■ Material for this exercise ■
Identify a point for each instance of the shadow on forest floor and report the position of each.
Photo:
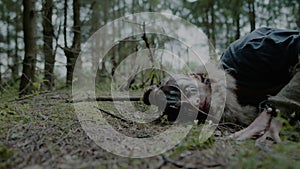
(43, 131)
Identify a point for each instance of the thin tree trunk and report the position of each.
(73, 52)
(251, 8)
(15, 66)
(48, 45)
(29, 62)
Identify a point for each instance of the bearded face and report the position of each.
(187, 94)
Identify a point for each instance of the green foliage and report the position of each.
(191, 142)
(5, 155)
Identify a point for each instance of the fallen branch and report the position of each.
(106, 98)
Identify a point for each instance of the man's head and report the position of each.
(186, 93)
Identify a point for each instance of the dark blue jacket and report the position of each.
(263, 59)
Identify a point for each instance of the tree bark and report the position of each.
(73, 52)
(29, 62)
(48, 45)
(251, 8)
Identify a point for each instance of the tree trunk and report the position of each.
(15, 66)
(251, 8)
(48, 45)
(73, 52)
(29, 62)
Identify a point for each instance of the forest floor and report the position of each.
(43, 131)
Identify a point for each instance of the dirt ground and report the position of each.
(43, 131)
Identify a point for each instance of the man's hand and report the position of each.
(265, 126)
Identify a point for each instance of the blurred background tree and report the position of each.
(59, 28)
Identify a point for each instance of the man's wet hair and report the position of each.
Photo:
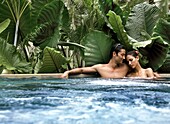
(133, 53)
(116, 48)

■ Task goal ■
Edit all the records above, replacing "forest floor" with "woodland floor" and leaving everything else unchanged. Omit the pictures from your answer.

■ Worked solution ■
Identify a point for each instance of the shadow on woodland floor and report the position of each.
Photo:
(43, 131)
Identify a point for each instance of the thin tree trunk and report the position of each.
(73, 52)
(251, 8)
(15, 66)
(48, 45)
(29, 62)
Identify a point for each instance of the bearded face and report the position of each.
(187, 94)
Identify a point for each instance of the green foliage and report the position of each.
(191, 142)
(5, 155)
Identify a point for each instance of the fallen branch and report the position of each.
(106, 98)
Identify a point for each instance of the man's head and report the position of each.
(186, 93)
Identify a point for each instance of the dark blue jacket and report the position of each.
(263, 59)
Identify a point for each instance of the tree bark and report the position of each.
(73, 52)
(29, 62)
(48, 45)
(251, 8)
Identify a point for each instance of the tree trunk and report the position of each.
(15, 66)
(251, 8)
(48, 45)
(73, 52)
(29, 62)
Identify a point for each instance of the woodland floor and report the position of each.
(43, 131)
Identify a point for each instance of the dirt ground and report the position of each.
(43, 131)
Identify a point for each instance of the man's hand and report the position of each.
(265, 126)
Identify a point for each instance of the blurred background tree and report the position of each.
(59, 28)
Identify a point for each instance of the man's wet hair and report the position of each.
Photo:
(133, 53)
(116, 48)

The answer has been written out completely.